### DATASET RECORDS
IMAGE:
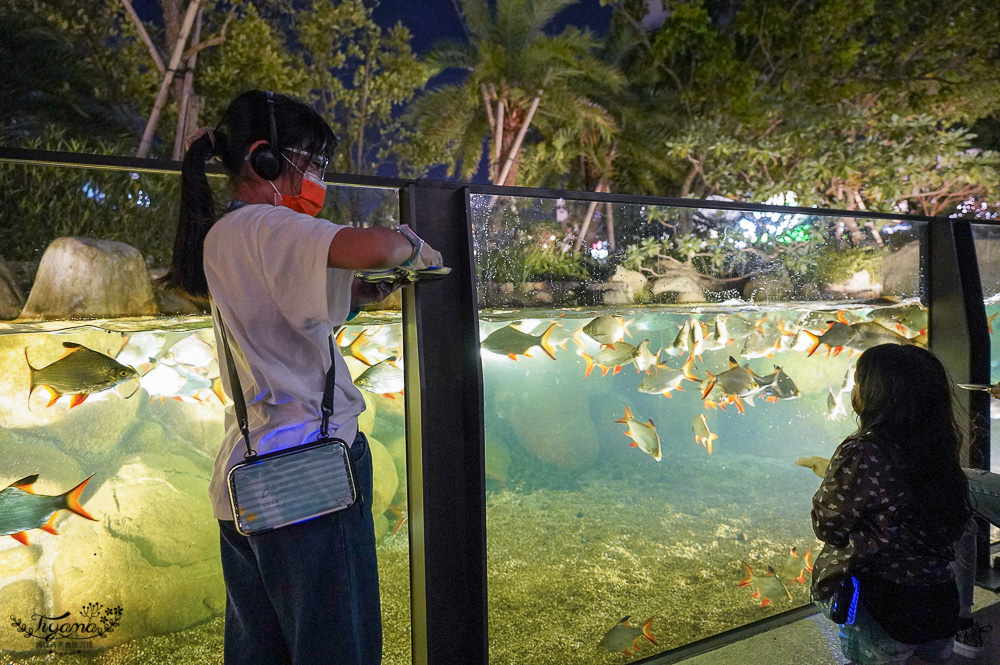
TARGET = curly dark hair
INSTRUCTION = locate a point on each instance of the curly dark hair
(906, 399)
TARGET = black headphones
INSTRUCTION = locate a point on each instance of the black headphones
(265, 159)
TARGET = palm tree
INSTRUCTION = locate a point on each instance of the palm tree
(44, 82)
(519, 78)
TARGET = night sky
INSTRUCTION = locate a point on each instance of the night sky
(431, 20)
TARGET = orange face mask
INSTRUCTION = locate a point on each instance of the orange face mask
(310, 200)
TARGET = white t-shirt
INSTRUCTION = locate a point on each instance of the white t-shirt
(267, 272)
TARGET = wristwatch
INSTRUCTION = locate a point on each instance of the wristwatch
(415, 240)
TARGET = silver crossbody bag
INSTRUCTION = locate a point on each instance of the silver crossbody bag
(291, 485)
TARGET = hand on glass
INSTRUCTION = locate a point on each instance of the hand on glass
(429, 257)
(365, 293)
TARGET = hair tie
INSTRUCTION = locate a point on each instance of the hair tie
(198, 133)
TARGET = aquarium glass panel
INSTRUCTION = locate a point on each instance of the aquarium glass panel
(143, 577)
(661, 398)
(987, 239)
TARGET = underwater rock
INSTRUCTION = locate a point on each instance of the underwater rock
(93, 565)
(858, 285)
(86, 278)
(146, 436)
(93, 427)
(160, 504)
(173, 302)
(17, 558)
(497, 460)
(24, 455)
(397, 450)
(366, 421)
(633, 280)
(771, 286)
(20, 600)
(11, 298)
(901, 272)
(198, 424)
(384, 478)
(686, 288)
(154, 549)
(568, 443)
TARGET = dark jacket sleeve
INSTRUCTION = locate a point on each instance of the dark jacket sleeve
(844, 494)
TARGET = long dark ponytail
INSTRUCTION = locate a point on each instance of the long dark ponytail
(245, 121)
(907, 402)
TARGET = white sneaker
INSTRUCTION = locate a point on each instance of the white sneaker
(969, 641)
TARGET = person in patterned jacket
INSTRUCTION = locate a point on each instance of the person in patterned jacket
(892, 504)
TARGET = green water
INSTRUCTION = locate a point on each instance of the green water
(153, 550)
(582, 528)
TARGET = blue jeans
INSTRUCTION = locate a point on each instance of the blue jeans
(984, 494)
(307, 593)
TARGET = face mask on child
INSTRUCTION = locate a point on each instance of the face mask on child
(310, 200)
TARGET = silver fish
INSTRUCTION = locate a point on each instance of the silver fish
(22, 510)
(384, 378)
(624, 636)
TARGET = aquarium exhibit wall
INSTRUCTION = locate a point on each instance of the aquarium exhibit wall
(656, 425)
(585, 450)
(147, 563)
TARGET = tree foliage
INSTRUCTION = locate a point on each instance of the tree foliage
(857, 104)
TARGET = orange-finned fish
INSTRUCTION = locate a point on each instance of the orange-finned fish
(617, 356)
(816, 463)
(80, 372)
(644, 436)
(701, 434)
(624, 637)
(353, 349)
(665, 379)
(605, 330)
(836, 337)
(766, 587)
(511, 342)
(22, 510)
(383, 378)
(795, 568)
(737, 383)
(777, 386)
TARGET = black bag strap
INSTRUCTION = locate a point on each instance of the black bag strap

* * *

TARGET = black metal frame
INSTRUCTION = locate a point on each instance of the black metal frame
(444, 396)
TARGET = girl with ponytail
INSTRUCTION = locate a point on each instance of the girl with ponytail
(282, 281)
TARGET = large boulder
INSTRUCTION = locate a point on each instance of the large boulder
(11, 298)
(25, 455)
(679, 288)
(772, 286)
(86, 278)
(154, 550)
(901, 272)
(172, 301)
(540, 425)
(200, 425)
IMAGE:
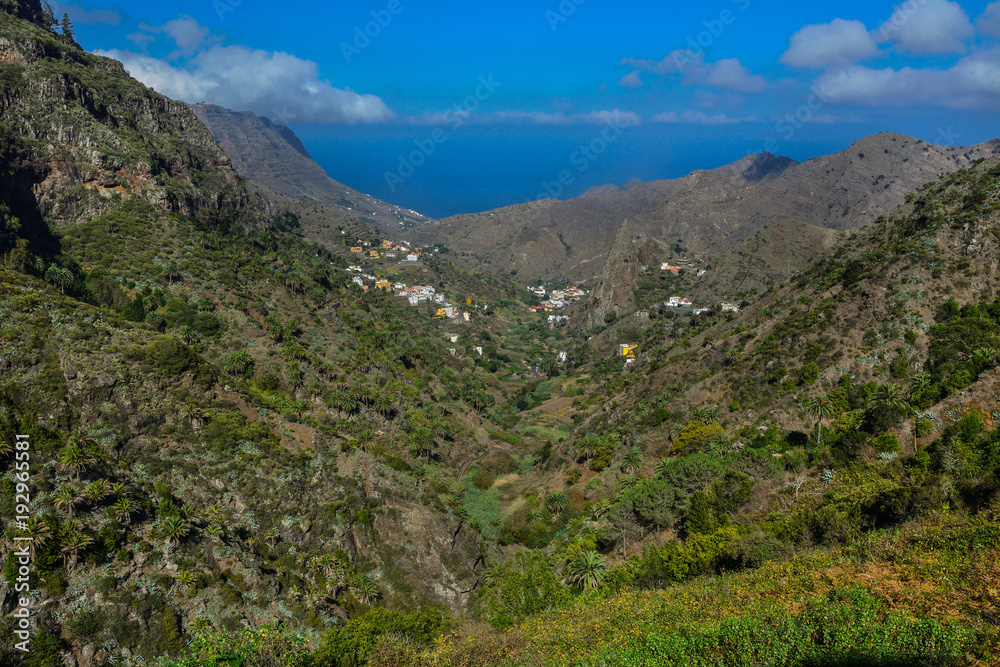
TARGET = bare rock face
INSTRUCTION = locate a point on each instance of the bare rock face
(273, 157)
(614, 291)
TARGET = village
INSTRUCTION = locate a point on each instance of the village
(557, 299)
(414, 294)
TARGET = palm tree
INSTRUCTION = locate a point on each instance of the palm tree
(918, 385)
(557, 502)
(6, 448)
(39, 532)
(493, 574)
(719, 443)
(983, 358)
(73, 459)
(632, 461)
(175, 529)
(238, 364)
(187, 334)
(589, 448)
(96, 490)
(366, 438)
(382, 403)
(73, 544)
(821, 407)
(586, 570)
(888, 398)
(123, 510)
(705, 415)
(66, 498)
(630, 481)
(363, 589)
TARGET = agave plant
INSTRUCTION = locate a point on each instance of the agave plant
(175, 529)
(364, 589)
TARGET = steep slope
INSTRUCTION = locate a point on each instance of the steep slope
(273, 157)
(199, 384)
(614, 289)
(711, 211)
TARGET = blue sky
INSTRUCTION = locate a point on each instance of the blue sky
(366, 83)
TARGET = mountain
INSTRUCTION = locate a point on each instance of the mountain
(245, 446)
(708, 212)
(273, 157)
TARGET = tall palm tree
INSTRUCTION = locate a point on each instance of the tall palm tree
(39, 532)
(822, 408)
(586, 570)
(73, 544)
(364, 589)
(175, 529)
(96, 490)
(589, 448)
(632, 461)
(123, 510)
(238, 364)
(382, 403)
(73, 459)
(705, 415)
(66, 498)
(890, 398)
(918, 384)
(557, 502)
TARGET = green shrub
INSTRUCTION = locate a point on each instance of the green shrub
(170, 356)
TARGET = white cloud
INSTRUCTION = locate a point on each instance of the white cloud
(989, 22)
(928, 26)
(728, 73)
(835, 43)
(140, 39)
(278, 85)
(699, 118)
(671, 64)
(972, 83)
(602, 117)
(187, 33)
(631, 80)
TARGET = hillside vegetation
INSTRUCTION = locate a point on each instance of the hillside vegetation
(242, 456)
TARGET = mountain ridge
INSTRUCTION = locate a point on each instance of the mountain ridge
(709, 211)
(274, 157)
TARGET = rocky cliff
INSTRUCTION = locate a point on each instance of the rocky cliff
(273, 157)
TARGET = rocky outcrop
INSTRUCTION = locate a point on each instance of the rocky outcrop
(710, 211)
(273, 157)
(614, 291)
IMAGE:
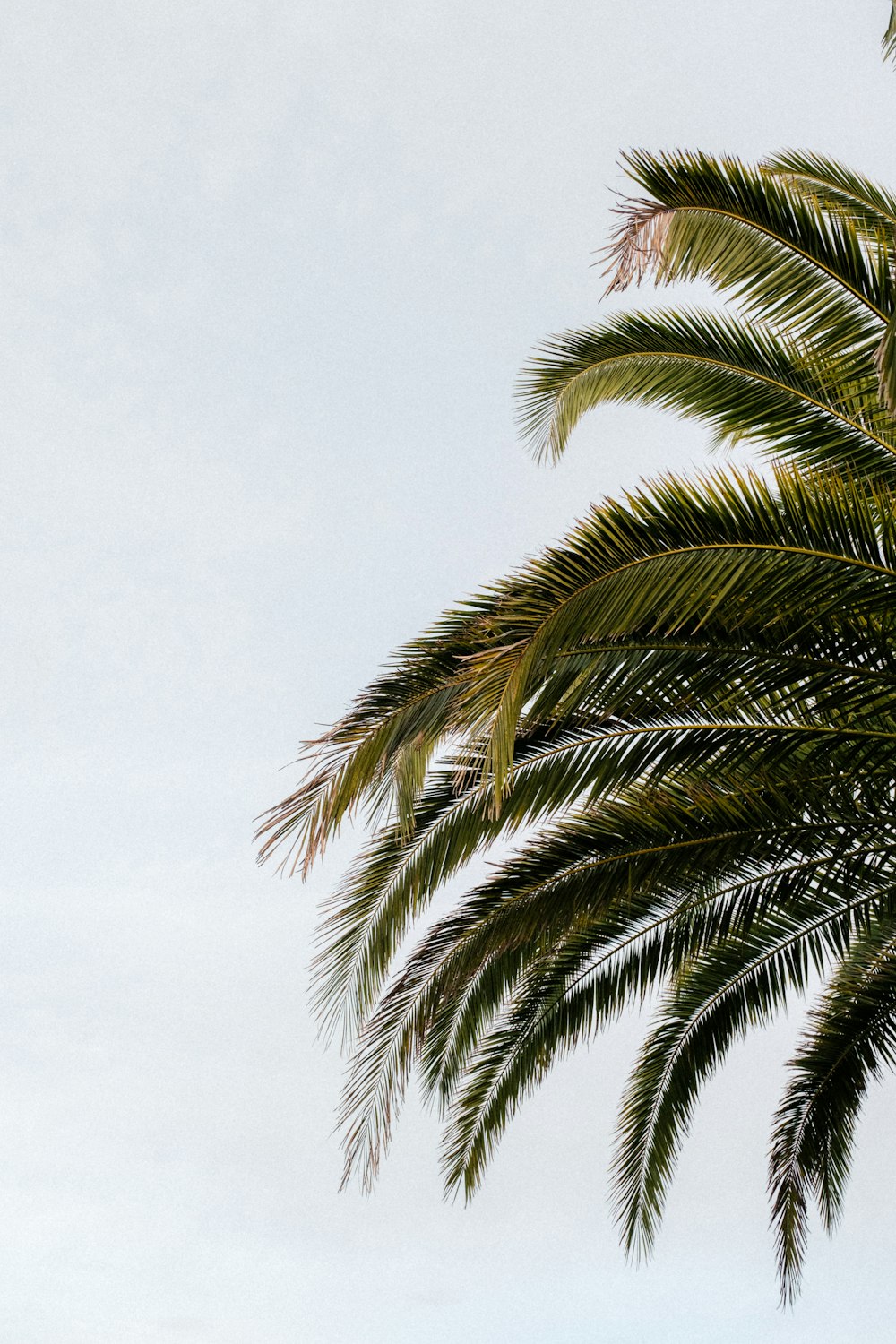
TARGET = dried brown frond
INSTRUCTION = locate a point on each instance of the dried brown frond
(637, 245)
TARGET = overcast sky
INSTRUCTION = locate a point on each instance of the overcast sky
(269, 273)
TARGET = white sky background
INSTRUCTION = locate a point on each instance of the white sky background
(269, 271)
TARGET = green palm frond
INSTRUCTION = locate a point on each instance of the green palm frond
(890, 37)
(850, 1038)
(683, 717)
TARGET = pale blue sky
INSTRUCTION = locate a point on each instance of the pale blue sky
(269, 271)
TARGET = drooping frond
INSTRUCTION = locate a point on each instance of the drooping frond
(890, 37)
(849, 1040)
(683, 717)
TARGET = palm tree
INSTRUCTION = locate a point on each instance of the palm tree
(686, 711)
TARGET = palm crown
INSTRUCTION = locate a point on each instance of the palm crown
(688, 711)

### WHAT THIS TASK INVOLVES
Give only the number of lines in the entries above that contain the string "overcast", matching case exactly.

### CORRECT RESULT
2